→ WHAT TO WORK ON: An exact copy of the data is required, with no pictures in it.
==*==
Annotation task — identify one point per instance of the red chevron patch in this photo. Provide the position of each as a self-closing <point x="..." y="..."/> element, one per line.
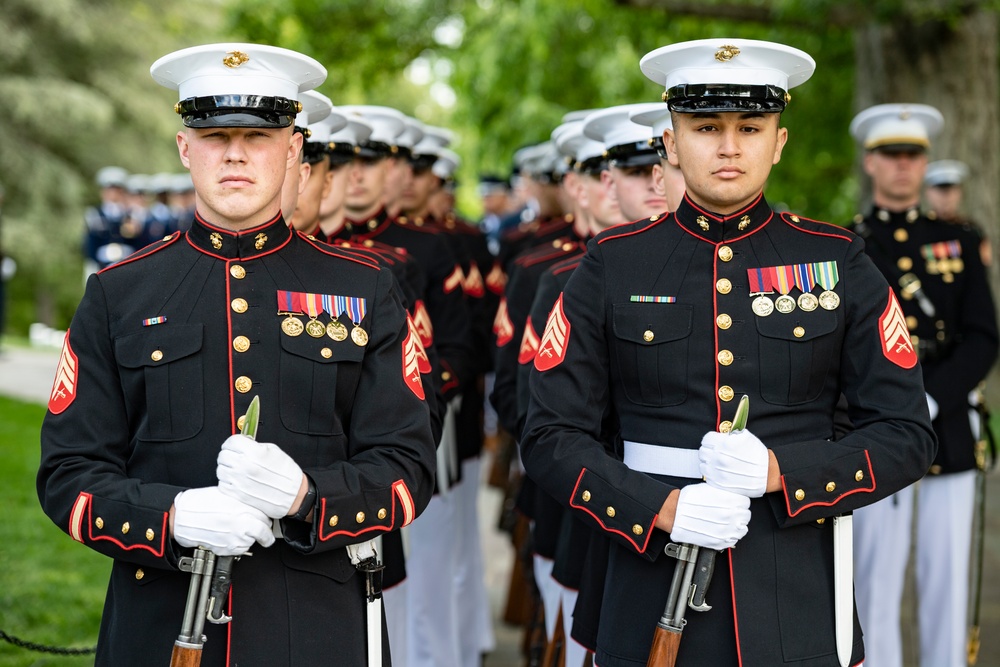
<point x="896" y="345"/>
<point x="529" y="344"/>
<point x="552" y="349"/>
<point x="67" y="374"/>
==*==
→ OUTPUT:
Annotation task — identify one point per instance of the red chevron patch in this photo. Provide the position of each as a self-closing <point x="..." y="..."/> element, one per line.
<point x="896" y="345"/>
<point x="529" y="344"/>
<point x="552" y="349"/>
<point x="67" y="374"/>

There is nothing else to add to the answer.